At this point, the percentage of Americans that are actually considered to be “participating in the labor force” is the lowest that it has been since 1977.

According to the Obama administration, more than 94 million working age Americans are “not in the labor force”, and so they don’t count as being unemployed…

    A record 94,031,000 Americans were not in the American labor force last month — 261,000 more than July — and the labor force participation rate stayed stuck at 62.6 percent, a 38-year low, for a third straight month in August, the Labor Department reported on Friday, as the nation heads into the Labor Day weekend.

Personally, I believe that the civilian employment-population ratio provides a much more accurate picture of the employment situation in this country.  It is a measure of the percentage of the working age population that actually has a job.

As you can see from the chart below, the percentage of working age Americans that are actually working has barely risen from the depths of the last recession…

Employment Population Ratio August 2015

Does that look like an “employment recovery” to you?

It sure doesn’t to me.

According to John Williams of shadowstats.com, if honest numbers were being used we would actually have an unemployment rate of 22.9 percent in this country.

But if the mainstream media reported that number, everyone would be talking about a “Great Depression” and we would all be complaining about what a horrible job Obama was doing.

Sadly, the cold, hard truth is that the U.S. economy has been collapsing for a very long time.  According to CBS News, the number of “ultrapoor” Americans that live on less than 2 dollars a day has doubled since 1996…

    By one dismal measure, America is joining the likes of Third World countries.

    The number of U.S. residents who are struggling to survive on just $2 a day has more than doubled since 1996, placing 1.5 million households and 3 million children in this desperate economic situation. That’s according to “$2.00 a Day: Living on Almost Nothing in America,” a book from publisher Houghton Mifflin Harcourt that will be released on Sept. 1.

    The measure of poverty isn’t arbitrary — it’s the threshold the World Bank uses to measure global poverty in the developed world. While it may be the norm to see families in developing countries such as Bangladesh and Ethiopia struggle to survive on such meager income, the growing ranks of America’s ultrapoor may be shocking, given that the U.S. is considered one of the most developed capitalist countries in the world.

How can that be possible if we are close to “full employment”?

Written problem 1: Rewrite the passage from the excerpt on American employment, starting with "Sadly, the cold, hard" and going on through "on Sept. 1.", with "Third World countries" changed to "developing nations".

(Dataset entries)

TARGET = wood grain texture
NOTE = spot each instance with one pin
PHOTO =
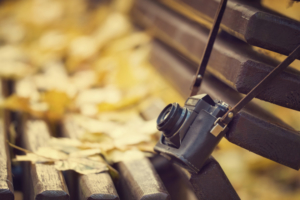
(46, 182)
(231, 61)
(248, 21)
(253, 128)
(93, 186)
(6, 184)
(211, 182)
(140, 181)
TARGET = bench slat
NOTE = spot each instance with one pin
(6, 184)
(246, 20)
(139, 181)
(211, 182)
(93, 186)
(231, 61)
(46, 182)
(253, 128)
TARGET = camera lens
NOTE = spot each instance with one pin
(171, 118)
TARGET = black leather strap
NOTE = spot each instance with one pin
(209, 47)
(260, 86)
(257, 89)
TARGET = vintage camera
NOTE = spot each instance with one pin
(190, 134)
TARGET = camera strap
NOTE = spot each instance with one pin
(221, 123)
(260, 86)
(209, 47)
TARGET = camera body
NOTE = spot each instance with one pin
(190, 134)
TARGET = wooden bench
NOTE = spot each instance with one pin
(253, 129)
(40, 181)
(138, 179)
(93, 186)
(6, 184)
(246, 20)
(232, 61)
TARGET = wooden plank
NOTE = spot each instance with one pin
(140, 181)
(211, 182)
(45, 181)
(93, 186)
(253, 129)
(232, 61)
(6, 184)
(246, 20)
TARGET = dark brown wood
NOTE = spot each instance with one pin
(45, 181)
(248, 21)
(253, 128)
(175, 182)
(140, 181)
(93, 186)
(232, 61)
(211, 182)
(6, 184)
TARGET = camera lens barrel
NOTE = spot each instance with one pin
(171, 119)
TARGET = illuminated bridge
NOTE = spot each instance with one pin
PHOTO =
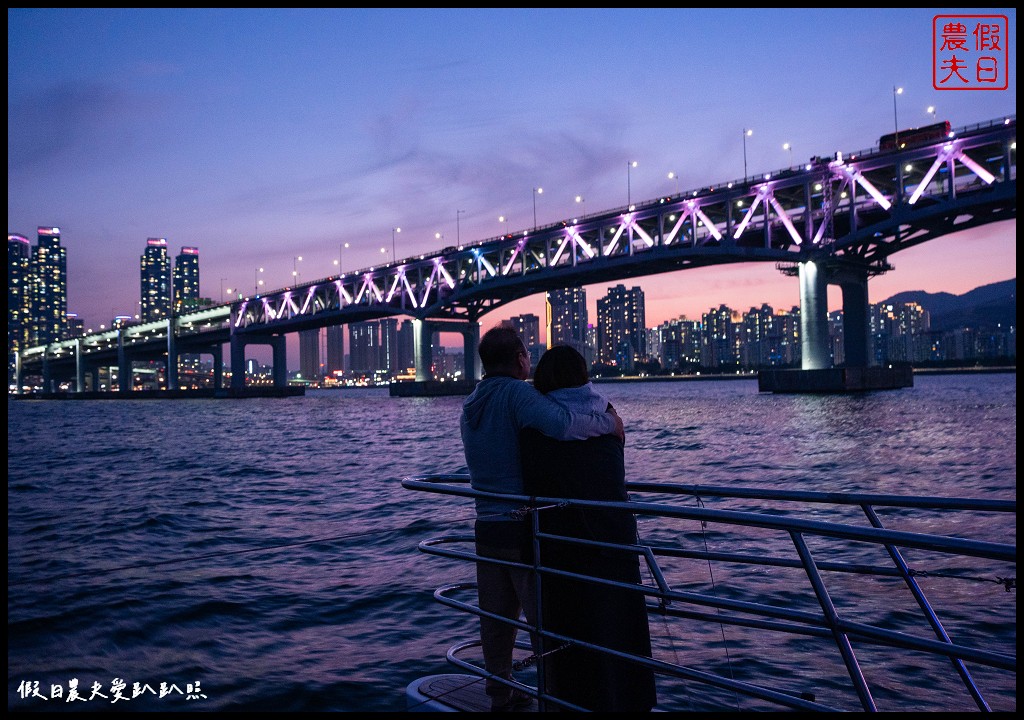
(835, 220)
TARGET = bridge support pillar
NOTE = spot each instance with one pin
(470, 343)
(423, 349)
(238, 346)
(813, 316)
(18, 381)
(79, 367)
(856, 327)
(47, 375)
(124, 365)
(280, 361)
(218, 368)
(172, 356)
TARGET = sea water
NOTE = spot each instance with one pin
(261, 554)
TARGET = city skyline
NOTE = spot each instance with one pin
(250, 135)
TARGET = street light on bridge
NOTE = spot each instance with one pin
(583, 201)
(629, 182)
(896, 91)
(747, 133)
(338, 261)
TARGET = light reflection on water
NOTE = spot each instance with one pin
(305, 590)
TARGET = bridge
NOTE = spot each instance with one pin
(836, 220)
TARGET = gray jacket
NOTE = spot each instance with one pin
(492, 419)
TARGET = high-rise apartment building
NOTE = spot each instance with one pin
(309, 354)
(76, 326)
(528, 327)
(186, 281)
(18, 299)
(156, 281)
(407, 346)
(335, 349)
(566, 321)
(622, 339)
(721, 338)
(48, 293)
(680, 344)
(389, 346)
(364, 346)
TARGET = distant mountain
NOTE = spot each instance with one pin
(983, 307)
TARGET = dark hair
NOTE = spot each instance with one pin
(500, 348)
(560, 367)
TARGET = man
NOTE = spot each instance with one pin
(502, 405)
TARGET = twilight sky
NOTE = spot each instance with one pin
(262, 135)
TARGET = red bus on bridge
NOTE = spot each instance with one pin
(914, 136)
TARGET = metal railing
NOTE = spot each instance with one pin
(794, 568)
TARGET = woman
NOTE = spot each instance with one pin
(591, 469)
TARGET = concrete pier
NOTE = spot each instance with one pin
(829, 380)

Written problem 2: Count the lines in the entries that contain the string "bridge", with case counting, and reply with the number alone.

Exercise solution 1:
Sadly, the cold, hard truth is that the U.S. economy has been collapsing for a very long time.  According to CBS News, the number of “ultrapoor” Americans that live on less than 2 dollars a day has doubled since 1996…

    By one dismal measure, America is joining the likes of developing nations.

    The number of U.S. residents who are struggling to survive on just $2 a day has more than doubled since 1996, placing 1.5 million households and 3 million children in this desperate economic situation. That’s according to “$2.00 a Day: Living on Almost Nothing in America,” a book from publisher Houghton Mifflin Harcourt that will be released on Sept. 1.

Exercise solution 2: 5